# Buying a Table Saw...



## elkfitness (Sep 6, 2012)

I bought the ridgid 4510 as my first table saw. It is the foldable model. Looked at reviews for few months then pulled the trigger this summer. Was able to use a harbor freight 20% coupon so I saved $100 on price. Used the savings to buy a nice combo blade for it. I've got nothing to compare it to, but it rocks. It is great quality and has the lifetime service agreement. just make sure you register it.


----------



## tapagan (Dec 4, 2012)

What size dado stack can you fit on the Ridgid?


----------



## elkfitness (Sep 6, 2012)

Per the manual, you need a 6 inch one.


----------



## oh'mike (Sep 18, 2009)

For a job site saw you will be pleased with one of DeWalts saws---I have the baby one with the steel cage---Very accurate and dependable---They make a big brother with a larger table and wider rip==

Why a jobsite saw? Full size saws are safer and have wider rip capacity.


----------



## tapagan (Dec 4, 2012)

I originally wanted a full size but the portability of a jobsite saw caught my eye. The jobsite saws also had a slightly higher RPM then a traditional table saw at the $500 price range. I also notice I'll only lose about 5" or rip width. Should I get a standard table saw instead? and if so which one?


----------



## woodworkbykirk (Sep 25, 2011)

the bosch 4100 and dewalt are the two contractor saws that lead the market. the ridgids burn out rather quickly.. id avoid anything porter cable now that their owned by black and decker


----------



## oh'mike (Sep 18, 2009)

The larger the table ,the safer and easier it is to operate ---

Good support for the wood as it leaves the blade is the key---when the board is long it will start to tip up as you are pushing if you have a small table----

I can tolerate the danger on a job---I take the time to build an outfeed table if it's a job with lots of long rips---or pay my helper to stand and hold up the board---

However--in my shop I have a cabinet saw with an extra wing on the left and a 54 inch wide wing to the right---and a 4 foot wide out feed table---

With this large saw I can easily cut full sheets of plywood all by myself---and rip 12 foot long boards without having to press down on the board to keep it on the table---

Better quality work---far safer---get the biggest you can get if portability is not a concern---

My saw is a Grizzly 10 " cabinet saw.---


----------



## tapagan (Dec 4, 2012)

[Dataset records on object locations]
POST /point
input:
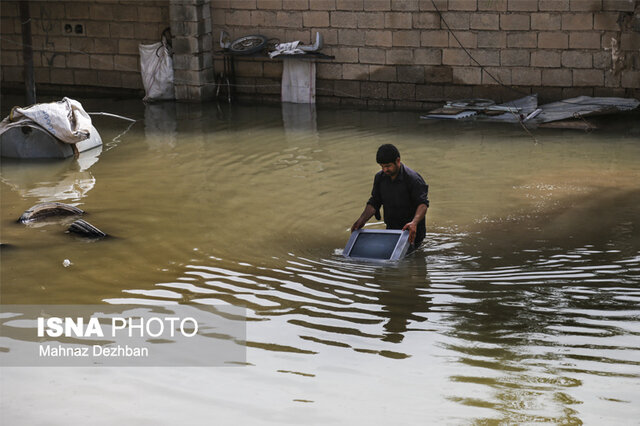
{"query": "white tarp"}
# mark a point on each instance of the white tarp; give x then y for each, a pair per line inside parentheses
(156, 67)
(66, 120)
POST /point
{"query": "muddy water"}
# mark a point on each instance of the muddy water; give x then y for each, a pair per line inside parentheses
(521, 306)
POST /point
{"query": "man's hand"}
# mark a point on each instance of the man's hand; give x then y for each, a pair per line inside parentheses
(412, 227)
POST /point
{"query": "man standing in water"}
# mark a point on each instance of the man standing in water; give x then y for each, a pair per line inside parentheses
(402, 192)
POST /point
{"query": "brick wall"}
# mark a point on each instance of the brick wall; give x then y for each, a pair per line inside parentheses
(396, 53)
(105, 55)
(401, 53)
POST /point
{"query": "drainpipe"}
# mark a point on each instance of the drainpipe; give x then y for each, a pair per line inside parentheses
(27, 53)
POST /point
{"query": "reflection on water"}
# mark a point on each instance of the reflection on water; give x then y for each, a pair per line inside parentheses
(521, 306)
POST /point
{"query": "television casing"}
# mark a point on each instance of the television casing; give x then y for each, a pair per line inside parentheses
(397, 252)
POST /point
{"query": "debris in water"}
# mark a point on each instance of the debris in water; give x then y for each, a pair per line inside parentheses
(85, 229)
(44, 210)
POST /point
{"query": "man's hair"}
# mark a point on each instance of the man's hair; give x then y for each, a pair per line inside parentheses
(387, 153)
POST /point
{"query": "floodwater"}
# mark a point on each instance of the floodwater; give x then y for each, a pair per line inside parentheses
(522, 305)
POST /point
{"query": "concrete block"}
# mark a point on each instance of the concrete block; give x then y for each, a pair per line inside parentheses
(378, 38)
(371, 20)
(272, 69)
(427, 56)
(577, 21)
(263, 18)
(546, 21)
(355, 72)
(458, 92)
(491, 74)
(526, 76)
(295, 4)
(514, 57)
(553, 5)
(577, 59)
(238, 17)
(398, 20)
(584, 40)
(406, 38)
(101, 62)
(492, 5)
(484, 21)
(553, 40)
(346, 54)
(588, 77)
(402, 91)
(126, 63)
(457, 20)
(400, 56)
(630, 79)
(373, 90)
(351, 37)
(522, 5)
(315, 19)
(410, 74)
(429, 92)
(619, 5)
(371, 55)
(602, 60)
(466, 75)
(434, 38)
(350, 5)
(288, 19)
(323, 5)
(486, 57)
(346, 89)
(492, 39)
(405, 5)
(522, 39)
(85, 77)
(465, 39)
(344, 19)
(426, 20)
(465, 5)
(383, 73)
(546, 58)
(329, 71)
(585, 5)
(120, 30)
(76, 10)
(515, 22)
(557, 77)
(455, 57)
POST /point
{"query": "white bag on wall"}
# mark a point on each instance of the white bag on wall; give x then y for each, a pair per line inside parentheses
(156, 66)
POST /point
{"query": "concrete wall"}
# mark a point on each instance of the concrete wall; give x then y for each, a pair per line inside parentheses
(401, 54)
(396, 53)
(104, 56)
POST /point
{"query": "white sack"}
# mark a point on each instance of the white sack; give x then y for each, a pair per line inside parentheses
(66, 119)
(156, 66)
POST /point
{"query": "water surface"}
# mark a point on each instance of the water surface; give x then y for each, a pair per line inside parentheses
(521, 305)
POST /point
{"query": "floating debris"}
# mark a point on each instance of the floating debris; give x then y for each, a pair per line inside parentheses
(45, 210)
(85, 229)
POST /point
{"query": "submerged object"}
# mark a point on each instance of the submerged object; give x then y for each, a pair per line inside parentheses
(49, 130)
(85, 229)
(31, 141)
(377, 244)
(45, 210)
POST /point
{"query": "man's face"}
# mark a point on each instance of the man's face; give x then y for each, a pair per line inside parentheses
(391, 169)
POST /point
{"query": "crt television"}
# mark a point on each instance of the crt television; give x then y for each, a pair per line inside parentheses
(377, 244)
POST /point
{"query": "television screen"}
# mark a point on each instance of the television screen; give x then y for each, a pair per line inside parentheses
(377, 244)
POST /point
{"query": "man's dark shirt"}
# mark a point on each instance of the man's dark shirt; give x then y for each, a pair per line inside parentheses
(400, 198)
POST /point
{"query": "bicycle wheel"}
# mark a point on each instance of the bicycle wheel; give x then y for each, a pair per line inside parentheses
(248, 44)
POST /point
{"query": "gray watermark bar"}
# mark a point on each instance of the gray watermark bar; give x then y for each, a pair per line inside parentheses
(122, 335)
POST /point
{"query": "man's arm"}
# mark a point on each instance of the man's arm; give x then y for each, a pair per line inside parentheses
(412, 226)
(369, 211)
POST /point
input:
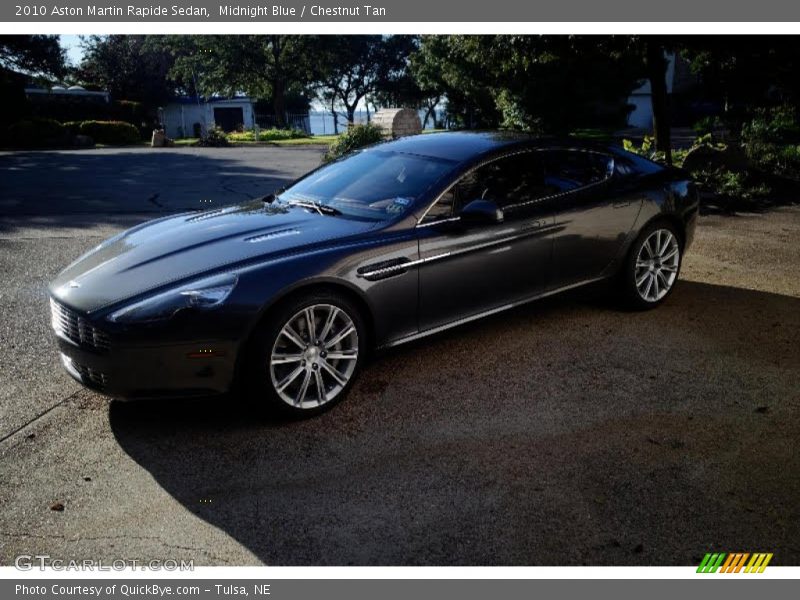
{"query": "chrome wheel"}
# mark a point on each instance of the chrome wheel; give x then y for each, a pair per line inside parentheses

- [Work instructions]:
(A) From the table saw thread, please pull out everything from "I bought the" down to "on the Ridgid?".
(B) In the table saw thread, what make and size of cabinet saw does oh'mike have in his shop?

- [Solution set]:
(A)
I bought the ridgid 4510 as my first table saw. It is the foldable model. Looked at reviews for few months then pulled the trigger this summer. Was able to use a harbor freight 20% coupon so I saved $100 on price. Used the savings to buy a nice combo blade for it. I've got nothing to compare it to, but it rocks. It is great quality and has the lifetime service agreement. just make sure you register it.


----------



## tapagan (Dec 4, 2012)

What size dado stack can you fit on the Ridgid?

(B) A Grizzly 10" cabinet saw.